◆ **Requirement**: Repeat exactly the lines of the listing from the line containing "In which area of the above frame can the foliage" through its last line, and nothing beyond them.
++++ Materials provided
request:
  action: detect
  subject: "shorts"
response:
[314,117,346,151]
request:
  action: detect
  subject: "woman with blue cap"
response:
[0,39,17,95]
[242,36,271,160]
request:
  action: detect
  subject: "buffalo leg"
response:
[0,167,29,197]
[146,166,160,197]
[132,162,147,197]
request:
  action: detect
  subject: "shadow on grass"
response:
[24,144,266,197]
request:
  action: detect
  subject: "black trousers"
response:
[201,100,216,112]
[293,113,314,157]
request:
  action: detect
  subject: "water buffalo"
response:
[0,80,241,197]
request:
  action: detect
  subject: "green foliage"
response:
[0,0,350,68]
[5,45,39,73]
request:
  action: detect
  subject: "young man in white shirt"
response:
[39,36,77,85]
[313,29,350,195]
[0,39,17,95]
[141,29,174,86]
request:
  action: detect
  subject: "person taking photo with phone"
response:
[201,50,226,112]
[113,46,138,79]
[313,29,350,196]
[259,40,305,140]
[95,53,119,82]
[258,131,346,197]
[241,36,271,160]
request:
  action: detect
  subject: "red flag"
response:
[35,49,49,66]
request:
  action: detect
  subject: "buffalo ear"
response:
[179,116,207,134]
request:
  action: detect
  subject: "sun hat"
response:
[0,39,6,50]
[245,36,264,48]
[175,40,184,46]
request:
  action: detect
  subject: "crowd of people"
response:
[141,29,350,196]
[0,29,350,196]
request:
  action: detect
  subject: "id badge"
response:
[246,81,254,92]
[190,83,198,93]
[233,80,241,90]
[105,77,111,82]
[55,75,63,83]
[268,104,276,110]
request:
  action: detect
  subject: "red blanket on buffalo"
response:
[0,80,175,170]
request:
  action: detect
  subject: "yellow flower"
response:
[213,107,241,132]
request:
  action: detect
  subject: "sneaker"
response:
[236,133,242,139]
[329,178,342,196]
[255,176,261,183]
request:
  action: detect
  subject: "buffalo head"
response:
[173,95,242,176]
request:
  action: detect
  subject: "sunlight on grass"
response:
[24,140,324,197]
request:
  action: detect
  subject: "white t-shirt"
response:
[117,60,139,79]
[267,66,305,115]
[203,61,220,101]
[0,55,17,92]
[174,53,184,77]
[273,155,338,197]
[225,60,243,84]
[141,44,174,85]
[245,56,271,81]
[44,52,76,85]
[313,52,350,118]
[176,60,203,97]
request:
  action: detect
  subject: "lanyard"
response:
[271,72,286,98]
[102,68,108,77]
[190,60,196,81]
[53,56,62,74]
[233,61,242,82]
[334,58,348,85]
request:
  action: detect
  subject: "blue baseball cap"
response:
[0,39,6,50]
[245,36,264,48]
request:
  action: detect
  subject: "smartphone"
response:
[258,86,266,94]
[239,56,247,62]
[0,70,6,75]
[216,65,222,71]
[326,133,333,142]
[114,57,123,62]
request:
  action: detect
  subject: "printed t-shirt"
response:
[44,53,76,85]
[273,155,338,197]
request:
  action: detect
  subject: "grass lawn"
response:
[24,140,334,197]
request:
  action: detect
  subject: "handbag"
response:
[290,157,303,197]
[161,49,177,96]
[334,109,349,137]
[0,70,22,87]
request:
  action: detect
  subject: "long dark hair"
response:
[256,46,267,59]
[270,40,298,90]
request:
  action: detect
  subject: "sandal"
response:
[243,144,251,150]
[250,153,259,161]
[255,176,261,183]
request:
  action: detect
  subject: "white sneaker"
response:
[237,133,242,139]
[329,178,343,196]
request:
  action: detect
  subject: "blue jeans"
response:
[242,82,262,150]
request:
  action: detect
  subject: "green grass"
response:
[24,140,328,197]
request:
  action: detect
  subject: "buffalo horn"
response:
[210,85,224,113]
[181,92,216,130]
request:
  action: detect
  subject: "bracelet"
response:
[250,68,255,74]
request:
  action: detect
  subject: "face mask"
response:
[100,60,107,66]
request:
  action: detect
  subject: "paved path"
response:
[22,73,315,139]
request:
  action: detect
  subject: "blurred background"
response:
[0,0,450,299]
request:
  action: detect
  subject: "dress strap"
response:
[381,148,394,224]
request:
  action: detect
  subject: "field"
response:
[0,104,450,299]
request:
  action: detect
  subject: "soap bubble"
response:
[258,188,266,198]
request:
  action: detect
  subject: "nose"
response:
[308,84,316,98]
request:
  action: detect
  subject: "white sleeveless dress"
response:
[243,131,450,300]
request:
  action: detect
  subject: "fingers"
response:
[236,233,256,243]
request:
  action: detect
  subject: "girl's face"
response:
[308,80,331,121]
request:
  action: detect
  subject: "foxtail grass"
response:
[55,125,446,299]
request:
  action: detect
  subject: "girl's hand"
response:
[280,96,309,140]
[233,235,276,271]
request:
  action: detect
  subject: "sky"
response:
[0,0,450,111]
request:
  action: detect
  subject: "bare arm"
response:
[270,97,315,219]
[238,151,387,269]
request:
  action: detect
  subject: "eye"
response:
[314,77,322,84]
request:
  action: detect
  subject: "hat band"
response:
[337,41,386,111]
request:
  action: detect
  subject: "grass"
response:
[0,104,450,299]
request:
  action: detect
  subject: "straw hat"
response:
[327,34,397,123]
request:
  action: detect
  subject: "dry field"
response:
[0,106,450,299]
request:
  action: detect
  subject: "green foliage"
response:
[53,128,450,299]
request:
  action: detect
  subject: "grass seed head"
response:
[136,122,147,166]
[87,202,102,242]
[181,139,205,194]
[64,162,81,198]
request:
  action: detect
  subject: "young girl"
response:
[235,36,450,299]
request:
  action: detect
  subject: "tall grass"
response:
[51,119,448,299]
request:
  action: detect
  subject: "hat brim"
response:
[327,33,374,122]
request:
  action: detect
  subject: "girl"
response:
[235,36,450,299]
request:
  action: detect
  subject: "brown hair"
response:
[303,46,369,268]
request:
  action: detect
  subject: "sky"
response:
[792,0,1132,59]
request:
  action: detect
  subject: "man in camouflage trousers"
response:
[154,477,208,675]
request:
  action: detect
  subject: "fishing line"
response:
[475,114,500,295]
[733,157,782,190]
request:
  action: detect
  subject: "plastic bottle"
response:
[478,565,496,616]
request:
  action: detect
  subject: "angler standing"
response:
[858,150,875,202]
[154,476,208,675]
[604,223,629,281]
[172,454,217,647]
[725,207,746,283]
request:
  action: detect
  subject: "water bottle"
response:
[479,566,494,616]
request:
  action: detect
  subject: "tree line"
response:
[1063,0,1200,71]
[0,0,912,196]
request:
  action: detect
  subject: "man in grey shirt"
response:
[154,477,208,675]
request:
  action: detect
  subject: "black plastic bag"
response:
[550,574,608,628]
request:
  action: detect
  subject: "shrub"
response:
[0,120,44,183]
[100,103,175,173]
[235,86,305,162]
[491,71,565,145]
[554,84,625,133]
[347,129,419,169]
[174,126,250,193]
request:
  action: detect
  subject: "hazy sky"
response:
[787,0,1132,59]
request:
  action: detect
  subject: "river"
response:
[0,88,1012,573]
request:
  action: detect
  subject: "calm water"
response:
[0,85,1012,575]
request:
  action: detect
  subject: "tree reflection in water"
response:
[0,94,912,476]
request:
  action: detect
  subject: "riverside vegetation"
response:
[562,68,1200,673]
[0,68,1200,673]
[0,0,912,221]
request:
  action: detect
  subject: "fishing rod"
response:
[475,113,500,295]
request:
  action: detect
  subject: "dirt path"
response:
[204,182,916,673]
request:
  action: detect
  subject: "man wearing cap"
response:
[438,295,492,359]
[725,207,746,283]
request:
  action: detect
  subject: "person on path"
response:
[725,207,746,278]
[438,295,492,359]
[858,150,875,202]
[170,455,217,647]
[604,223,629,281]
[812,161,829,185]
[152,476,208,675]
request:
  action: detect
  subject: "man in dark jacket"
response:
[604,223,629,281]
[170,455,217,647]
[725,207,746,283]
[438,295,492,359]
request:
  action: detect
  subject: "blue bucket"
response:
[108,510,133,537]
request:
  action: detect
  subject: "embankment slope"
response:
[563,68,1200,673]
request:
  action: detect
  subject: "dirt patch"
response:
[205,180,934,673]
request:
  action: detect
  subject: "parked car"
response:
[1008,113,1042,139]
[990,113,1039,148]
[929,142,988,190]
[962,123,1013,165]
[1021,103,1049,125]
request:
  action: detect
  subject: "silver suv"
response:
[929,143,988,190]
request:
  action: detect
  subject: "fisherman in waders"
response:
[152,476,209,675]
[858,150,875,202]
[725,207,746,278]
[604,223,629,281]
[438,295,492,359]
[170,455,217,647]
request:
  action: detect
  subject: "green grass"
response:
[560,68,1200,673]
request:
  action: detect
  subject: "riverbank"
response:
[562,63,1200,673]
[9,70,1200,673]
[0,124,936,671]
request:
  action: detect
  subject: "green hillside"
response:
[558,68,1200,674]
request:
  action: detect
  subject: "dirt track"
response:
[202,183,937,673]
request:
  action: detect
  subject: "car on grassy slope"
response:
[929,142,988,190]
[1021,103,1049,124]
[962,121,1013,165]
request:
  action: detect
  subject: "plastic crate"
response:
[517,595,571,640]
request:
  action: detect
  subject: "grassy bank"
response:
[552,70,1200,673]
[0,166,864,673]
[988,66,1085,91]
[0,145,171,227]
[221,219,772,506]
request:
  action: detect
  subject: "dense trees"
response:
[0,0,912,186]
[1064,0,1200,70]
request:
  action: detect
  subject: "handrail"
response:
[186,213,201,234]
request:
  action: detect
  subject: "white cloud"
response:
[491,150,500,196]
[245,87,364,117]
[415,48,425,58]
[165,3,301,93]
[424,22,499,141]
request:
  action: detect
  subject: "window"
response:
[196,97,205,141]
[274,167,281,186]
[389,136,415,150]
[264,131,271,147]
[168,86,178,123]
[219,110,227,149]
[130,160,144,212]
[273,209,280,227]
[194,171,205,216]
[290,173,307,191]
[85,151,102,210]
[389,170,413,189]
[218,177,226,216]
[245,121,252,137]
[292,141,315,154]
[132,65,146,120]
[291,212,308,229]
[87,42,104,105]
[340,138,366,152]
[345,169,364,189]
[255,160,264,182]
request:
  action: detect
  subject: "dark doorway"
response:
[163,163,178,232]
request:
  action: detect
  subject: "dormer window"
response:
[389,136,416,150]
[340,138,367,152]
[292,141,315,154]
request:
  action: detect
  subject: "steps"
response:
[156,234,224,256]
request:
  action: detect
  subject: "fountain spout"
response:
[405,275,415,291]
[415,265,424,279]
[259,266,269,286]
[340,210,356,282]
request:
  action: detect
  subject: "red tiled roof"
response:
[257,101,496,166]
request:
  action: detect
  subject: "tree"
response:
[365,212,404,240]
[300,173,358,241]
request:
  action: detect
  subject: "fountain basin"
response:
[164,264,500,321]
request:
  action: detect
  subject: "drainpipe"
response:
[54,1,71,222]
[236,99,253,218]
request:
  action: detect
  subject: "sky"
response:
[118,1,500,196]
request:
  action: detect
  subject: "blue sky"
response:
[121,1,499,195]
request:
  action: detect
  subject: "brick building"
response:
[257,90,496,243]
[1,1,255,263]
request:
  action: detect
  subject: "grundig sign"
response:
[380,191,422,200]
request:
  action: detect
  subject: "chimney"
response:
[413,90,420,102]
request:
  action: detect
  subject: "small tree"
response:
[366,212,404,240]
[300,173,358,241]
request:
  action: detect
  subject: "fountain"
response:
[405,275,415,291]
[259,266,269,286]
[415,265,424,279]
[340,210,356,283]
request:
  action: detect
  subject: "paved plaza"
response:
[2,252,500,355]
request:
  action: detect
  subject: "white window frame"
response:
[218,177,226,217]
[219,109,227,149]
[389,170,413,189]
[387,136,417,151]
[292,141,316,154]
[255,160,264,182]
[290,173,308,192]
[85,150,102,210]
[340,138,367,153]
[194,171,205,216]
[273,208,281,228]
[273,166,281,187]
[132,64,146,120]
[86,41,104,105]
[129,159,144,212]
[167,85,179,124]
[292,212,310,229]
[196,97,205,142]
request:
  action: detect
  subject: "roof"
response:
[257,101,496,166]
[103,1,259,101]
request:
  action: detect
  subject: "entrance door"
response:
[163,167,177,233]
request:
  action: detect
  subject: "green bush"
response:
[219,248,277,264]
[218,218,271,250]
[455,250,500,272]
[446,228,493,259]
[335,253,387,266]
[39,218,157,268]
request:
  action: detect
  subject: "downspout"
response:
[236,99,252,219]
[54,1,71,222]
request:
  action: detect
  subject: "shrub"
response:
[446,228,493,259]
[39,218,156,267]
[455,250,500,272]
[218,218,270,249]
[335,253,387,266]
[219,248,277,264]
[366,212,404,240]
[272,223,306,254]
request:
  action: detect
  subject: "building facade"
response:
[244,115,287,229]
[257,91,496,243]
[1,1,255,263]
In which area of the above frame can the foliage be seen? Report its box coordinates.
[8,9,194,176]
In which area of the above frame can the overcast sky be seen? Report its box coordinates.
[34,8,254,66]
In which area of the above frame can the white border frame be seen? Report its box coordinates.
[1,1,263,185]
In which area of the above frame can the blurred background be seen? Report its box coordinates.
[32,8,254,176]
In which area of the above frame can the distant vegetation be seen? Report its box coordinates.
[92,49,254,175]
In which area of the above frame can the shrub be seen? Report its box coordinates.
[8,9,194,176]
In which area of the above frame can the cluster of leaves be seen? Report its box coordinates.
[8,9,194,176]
++++++++
◆ **Worked answer**:
In which area of the above frame can the foliage be seen? Report its box coordinates.
[8,9,194,176]
In which area of the above frame can the overcast sky be seen? Report its box coordinates.
[34,8,254,66]
In which area of the above frame can the white border frame be seen? Report its box coordinates.
[1,1,263,185]
In which area of the above frame can the blurred background be seen? Report its box coordinates.
[32,8,254,176]
In which area of the above frame can the distant vegetation be seen? Report its box coordinates.
[92,49,254,175]
In which area of the above frame can the shrub be seen? Report its box coordinates.
[8,9,194,176]
In which area of the above frame can the cluster of leaves be seen? Report its box coordinates.
[8,9,194,176]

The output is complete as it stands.